*WHAT IS ASKED*.
1 > Which connective words or phrases of the "however" or "therefore" type begin sentences in the passage on weakly-supervised object localization? List each one.
2 > Extend the passage on weakly-supervised object localization from its last sentence.

*SOURCE*.
====
To overcome these limitations, our work evaluates weakly-supervised approaches, which have been applied to image classification and localization tasks [7,8,9,10,11,12,13,14,15]. The main advantage of weakly-supervised learning is that it requires less detailed annotations compared to the fully-supervised method. By allowing extra requirements for annotations instead of applying a set of labels given at the image level, weakly-supervised object localization (WSOL) can be effective for various applications [9,10]. Most approaches of WSOL are discriminative methods, which train noisy and clean images in the same way. Hence, ignoring labels could be noisy at the image level. In addition, these methods attempt to localize each class of objects independently from other classes, which leads to a number of limitations for object localization. On the one hand, ignoring objects and sharing some homogeneity can increase ambiguity for each class. On the other hand, although the appearance of objects can vary in different classes, the backgrounds are still all relevant. Iteratively calculating background information will increase the calculation cost.
====
*GIVEN DATA*.
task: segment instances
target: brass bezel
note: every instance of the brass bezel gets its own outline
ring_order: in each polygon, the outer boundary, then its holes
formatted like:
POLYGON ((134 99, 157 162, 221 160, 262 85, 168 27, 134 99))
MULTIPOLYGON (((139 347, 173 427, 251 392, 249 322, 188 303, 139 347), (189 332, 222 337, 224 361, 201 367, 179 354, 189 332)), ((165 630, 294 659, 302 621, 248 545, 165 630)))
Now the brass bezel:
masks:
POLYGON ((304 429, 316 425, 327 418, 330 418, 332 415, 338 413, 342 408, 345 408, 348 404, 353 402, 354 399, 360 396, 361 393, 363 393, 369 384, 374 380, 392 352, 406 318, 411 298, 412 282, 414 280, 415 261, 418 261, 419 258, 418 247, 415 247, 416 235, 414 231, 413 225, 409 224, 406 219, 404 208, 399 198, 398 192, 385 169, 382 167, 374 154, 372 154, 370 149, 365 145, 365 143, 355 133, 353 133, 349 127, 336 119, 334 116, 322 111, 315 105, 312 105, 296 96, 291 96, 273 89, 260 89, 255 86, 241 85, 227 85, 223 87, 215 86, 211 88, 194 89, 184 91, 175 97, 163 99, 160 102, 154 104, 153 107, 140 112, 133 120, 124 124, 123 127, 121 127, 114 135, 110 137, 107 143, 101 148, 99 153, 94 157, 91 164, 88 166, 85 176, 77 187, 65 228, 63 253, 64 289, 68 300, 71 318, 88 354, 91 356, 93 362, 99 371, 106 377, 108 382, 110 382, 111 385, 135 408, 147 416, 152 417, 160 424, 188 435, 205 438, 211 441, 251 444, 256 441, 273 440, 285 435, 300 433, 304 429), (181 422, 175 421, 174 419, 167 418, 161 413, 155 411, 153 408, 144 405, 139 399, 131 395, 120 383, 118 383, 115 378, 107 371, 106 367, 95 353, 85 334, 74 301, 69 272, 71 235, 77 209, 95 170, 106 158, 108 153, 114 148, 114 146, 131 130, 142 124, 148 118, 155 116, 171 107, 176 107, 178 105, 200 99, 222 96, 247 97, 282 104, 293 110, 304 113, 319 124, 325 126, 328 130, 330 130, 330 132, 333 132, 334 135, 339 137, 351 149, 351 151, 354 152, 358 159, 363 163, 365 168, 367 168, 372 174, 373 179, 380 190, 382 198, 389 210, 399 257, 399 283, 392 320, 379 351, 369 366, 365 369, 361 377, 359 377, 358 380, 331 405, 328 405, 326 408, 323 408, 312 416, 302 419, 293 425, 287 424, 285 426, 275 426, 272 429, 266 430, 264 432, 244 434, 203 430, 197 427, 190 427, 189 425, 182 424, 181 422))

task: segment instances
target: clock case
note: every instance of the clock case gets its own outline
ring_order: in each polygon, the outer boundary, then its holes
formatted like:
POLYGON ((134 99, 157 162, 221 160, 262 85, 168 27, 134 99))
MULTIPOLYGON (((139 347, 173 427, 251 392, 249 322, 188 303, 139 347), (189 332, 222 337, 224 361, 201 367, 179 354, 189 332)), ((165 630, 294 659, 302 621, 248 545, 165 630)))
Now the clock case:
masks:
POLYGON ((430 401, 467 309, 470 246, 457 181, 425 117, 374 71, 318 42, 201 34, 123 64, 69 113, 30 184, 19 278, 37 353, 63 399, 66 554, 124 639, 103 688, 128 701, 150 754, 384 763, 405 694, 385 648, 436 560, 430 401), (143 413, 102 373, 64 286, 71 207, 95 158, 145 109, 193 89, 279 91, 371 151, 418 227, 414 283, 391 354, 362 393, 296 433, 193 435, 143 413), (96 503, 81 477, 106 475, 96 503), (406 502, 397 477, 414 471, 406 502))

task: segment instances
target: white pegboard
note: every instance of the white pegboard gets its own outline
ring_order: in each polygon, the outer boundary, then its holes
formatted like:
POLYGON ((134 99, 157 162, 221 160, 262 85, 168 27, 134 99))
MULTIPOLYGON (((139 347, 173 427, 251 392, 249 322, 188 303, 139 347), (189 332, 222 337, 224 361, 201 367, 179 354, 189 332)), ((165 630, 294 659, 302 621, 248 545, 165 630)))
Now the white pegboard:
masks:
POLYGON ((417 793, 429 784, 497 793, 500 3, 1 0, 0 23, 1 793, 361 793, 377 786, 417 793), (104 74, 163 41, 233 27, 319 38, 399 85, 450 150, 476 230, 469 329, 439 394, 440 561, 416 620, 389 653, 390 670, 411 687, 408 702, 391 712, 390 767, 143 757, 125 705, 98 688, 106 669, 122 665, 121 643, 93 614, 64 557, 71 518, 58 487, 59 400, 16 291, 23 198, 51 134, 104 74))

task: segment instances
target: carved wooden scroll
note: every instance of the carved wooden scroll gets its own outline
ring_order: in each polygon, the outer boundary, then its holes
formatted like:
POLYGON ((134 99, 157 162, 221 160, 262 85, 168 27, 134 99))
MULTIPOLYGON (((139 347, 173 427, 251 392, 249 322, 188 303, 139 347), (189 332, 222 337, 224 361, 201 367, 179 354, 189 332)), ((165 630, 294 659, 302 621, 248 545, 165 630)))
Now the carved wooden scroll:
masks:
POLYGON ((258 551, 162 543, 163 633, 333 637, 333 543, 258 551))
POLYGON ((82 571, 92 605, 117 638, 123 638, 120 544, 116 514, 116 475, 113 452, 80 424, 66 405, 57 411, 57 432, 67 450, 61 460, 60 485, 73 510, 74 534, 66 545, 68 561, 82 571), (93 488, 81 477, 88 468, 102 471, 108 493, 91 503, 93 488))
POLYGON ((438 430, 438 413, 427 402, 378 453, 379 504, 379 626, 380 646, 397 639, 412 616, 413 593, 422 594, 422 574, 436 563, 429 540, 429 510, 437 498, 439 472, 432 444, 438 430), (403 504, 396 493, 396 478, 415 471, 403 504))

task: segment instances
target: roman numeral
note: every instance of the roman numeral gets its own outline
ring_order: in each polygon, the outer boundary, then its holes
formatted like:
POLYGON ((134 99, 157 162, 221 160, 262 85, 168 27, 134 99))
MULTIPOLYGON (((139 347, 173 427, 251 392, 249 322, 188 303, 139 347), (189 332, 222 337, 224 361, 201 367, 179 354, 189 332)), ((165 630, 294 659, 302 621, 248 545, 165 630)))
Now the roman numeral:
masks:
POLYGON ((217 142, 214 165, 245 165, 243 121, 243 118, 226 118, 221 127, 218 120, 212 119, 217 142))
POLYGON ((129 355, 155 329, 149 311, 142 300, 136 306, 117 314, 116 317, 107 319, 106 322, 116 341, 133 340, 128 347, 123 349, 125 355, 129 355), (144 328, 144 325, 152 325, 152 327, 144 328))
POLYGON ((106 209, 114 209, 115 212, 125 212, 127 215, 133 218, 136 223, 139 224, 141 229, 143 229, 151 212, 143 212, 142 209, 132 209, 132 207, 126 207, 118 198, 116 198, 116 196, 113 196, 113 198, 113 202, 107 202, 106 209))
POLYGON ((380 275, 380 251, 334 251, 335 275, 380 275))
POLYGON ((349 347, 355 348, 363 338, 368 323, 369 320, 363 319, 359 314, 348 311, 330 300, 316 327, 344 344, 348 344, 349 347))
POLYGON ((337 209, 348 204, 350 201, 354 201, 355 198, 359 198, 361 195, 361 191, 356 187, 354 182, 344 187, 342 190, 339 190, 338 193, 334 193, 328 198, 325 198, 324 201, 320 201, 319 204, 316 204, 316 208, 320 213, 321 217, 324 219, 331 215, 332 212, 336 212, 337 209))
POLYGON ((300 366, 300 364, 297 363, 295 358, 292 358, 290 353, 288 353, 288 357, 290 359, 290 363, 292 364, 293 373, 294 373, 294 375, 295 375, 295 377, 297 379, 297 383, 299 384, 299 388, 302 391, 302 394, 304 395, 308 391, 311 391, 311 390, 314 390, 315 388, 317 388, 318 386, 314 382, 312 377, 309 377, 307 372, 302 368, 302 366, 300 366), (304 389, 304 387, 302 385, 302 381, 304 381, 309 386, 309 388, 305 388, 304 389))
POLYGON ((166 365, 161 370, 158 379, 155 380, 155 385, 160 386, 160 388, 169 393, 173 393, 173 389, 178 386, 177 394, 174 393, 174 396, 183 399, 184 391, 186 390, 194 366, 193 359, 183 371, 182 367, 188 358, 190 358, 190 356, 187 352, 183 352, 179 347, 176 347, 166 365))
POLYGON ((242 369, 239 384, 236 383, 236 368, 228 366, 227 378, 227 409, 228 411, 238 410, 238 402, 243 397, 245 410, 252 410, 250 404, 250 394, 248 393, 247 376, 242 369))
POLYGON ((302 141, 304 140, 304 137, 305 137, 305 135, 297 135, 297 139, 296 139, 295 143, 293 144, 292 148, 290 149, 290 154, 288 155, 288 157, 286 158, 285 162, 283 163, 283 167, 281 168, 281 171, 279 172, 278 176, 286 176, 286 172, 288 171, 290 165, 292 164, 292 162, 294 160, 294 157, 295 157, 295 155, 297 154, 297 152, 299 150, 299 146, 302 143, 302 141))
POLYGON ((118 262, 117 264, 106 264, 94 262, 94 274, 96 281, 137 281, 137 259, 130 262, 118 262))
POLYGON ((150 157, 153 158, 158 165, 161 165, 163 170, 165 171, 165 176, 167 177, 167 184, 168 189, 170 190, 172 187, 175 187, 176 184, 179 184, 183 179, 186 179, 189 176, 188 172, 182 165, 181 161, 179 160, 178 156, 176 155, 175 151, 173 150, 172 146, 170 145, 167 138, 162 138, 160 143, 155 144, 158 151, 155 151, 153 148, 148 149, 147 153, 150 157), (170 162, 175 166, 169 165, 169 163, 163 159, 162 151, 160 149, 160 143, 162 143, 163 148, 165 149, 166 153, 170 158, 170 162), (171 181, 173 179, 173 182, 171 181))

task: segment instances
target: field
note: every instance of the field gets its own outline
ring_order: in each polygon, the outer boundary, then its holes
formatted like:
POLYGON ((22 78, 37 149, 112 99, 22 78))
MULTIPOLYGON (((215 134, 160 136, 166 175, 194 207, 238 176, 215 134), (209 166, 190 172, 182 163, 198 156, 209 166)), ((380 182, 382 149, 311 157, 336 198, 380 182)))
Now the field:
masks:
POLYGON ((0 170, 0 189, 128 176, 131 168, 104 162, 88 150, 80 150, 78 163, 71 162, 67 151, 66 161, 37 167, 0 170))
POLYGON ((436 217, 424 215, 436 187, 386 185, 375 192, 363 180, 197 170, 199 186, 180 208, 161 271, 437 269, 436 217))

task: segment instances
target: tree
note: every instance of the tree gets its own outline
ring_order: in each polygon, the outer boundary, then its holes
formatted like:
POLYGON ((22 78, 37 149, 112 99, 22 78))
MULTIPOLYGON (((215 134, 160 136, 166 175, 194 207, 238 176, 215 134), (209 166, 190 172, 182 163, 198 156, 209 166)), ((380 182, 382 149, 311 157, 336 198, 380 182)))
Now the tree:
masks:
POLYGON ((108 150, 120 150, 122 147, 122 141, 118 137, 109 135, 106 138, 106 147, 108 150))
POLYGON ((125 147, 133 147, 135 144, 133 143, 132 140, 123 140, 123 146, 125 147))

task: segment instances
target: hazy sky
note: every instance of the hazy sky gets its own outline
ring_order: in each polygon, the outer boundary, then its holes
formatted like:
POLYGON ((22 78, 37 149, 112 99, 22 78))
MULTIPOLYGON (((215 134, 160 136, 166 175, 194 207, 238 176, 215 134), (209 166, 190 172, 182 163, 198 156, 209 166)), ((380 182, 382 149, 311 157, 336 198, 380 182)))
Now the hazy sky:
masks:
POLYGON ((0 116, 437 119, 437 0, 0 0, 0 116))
====
*RESPONSES TO THE TASKS*.
1 >
Hence
In addition
On the one hand
On the other hand

2 >
To solve the above-mentioned problems, we developed a hierarchical Bayesian model, which consists of an object, parts and features. In order to represent visual objects, a collection of spatially constrained parts were defined as latent variables. This modification captures the dependencies regarding feature location and the appearance so that the objects can reuse the same parts in different proportions. Moreover, some parts transfer the same features in different spatial configurations to share among classes. Those object parts that have a few similar characters are detected, and they are considered as noisy images. For a better illustration of this work, we present the co-localization framework in Figure 1.

According to the above discussion, we make three contributions to this work:

(1)

We propose a novel framework based on the Bayesian hierarchical topic model for weakly supervised object localization. Without extra requirements of object annotations, latent parts and appearances are given information together at the class level to increase the recognition of an object. In addition, the appearance and correspondence position are modeled jointly to help visualize the object parts.

(2)

We show how the joint Bayesian model utilizes the benefits of shared parts to help object co-localization throughout the dataset. Through sharing a common set of features, the same semantic objects can be found simultaneously in each class. Through parts sharing, a few training images can make robust predictions of the objects. Meanwhile, with a small amount of training data and feature sharing, our model can save a great deal of computational resources.

(3)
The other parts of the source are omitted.